* _Given information_
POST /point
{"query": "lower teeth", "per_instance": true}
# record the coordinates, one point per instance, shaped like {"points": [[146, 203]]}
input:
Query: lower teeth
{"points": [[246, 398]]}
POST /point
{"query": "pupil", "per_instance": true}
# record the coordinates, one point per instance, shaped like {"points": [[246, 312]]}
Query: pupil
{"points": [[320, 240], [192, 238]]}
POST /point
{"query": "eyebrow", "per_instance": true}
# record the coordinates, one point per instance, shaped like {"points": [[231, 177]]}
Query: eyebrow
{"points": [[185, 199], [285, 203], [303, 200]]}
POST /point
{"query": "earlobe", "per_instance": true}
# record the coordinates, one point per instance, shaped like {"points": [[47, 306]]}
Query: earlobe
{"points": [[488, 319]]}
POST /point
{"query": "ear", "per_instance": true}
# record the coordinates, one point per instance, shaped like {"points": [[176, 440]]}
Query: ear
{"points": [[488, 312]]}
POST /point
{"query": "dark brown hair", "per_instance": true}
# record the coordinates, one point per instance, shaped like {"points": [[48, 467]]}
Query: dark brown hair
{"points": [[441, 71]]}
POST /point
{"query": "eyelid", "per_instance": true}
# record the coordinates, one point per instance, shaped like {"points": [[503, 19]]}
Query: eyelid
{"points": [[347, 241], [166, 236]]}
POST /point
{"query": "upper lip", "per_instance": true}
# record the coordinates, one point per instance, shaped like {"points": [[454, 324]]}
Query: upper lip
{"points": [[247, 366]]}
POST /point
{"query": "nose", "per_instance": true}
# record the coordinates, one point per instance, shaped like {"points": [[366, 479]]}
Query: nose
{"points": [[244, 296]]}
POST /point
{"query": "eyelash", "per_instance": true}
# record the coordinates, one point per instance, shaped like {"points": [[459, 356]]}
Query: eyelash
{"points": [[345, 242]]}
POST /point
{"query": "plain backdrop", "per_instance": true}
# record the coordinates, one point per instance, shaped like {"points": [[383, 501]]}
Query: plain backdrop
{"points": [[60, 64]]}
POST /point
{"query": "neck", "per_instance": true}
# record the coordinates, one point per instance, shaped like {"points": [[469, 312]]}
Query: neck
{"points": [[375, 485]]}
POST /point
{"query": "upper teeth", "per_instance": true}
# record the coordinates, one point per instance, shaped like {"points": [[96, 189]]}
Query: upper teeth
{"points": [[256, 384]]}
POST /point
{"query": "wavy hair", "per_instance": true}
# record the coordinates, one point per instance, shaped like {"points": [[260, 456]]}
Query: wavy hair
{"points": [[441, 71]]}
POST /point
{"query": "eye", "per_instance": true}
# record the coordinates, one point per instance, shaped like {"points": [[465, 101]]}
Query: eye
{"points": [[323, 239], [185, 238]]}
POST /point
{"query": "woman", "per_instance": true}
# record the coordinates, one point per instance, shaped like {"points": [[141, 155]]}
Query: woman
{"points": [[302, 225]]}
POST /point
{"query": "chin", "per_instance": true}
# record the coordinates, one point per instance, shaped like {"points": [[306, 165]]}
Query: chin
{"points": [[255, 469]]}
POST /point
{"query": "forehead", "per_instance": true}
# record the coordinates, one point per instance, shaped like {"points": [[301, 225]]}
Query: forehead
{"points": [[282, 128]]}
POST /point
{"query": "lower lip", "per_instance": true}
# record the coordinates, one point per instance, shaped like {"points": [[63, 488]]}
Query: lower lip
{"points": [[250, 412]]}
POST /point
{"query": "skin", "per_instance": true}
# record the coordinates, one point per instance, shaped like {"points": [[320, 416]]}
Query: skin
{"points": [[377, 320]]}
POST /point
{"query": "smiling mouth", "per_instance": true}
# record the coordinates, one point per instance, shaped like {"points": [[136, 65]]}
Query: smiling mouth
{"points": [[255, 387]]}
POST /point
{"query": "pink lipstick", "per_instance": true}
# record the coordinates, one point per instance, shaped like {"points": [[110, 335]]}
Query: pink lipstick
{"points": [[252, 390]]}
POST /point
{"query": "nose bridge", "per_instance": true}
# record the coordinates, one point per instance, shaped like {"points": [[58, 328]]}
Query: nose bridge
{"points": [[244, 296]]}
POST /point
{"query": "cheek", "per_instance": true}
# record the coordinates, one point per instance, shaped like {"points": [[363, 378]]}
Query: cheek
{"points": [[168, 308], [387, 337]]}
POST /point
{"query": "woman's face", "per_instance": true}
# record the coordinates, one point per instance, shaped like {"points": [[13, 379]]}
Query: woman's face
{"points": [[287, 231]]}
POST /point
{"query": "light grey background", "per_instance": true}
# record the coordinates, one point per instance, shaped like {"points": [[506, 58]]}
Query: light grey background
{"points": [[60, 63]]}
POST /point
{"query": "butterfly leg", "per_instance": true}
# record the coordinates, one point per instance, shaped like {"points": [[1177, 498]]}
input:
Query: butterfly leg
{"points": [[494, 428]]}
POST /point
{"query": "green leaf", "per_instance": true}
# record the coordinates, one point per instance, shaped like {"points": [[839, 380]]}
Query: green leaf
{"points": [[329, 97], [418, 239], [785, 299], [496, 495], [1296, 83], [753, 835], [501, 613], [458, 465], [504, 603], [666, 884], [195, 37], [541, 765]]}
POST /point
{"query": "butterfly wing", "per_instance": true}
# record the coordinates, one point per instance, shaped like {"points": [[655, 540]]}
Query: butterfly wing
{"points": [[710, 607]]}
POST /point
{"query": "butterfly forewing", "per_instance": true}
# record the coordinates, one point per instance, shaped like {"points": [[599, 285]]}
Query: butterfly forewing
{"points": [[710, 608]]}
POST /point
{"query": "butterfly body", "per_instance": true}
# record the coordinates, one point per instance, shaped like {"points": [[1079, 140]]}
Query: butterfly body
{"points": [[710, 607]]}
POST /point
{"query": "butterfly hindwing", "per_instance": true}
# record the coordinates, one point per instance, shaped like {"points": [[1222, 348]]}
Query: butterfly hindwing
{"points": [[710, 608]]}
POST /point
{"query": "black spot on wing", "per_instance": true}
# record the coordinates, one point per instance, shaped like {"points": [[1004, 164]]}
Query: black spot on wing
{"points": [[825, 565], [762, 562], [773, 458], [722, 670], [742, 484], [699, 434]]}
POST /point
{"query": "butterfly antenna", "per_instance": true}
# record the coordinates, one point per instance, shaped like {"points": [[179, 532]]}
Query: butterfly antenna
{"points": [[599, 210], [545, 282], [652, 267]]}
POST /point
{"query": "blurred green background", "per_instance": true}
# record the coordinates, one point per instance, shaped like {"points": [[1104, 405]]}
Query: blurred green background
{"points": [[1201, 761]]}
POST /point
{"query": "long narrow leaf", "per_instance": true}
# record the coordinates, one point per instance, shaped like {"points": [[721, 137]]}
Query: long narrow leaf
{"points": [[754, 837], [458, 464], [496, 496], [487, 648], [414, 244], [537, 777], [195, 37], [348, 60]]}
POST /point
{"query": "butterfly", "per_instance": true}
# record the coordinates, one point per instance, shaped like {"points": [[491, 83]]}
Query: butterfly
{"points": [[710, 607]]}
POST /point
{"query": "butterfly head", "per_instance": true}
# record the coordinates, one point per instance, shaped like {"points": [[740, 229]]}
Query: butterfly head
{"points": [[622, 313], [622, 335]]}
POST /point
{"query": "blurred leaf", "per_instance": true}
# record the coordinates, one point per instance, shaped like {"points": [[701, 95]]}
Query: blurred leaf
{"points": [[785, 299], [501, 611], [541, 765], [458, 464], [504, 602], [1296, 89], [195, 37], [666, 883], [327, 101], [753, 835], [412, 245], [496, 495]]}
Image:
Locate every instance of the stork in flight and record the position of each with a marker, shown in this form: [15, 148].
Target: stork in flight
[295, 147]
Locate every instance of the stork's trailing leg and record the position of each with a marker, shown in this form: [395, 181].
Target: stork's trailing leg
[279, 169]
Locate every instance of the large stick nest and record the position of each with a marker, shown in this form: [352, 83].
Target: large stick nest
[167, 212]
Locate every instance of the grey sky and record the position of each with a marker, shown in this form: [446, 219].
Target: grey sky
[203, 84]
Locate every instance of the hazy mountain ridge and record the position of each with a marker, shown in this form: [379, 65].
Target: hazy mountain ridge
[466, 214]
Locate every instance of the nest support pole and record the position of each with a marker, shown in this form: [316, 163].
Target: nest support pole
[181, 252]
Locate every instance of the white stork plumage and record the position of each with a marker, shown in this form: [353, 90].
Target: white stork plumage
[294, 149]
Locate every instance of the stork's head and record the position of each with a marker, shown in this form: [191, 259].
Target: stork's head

* _Exercise prompt_
Each line of the material that contains the string "marker" has to be copied out.

* _Response to the task_
Locate every instance of the stork in flight and record the position of each with a marker, shown in this form: [15, 148].
Locate every instance of the stork's trailing leg and record the position of each with a marker, shown in this form: [395, 181].
Locate every instance of the large stick nest and record the position of each with a marker, shown in this form: [352, 83].
Locate every instance of the grey sky and record the position of each with a marker, shown in this form: [446, 219].
Locate every instance of the hazy mountain ridge and record the position of each with a marker, shown in this form: [379, 65].
Locate every instance of the nest support pole and record the position of each with a marker, shown in this form: [316, 163].
Locate every instance of the white stork plumage and record the position of each with a marker, shown in this form: [353, 90].
Locate every instance of the stork's head and record the position of each with a marker, shown in this form: [191, 259].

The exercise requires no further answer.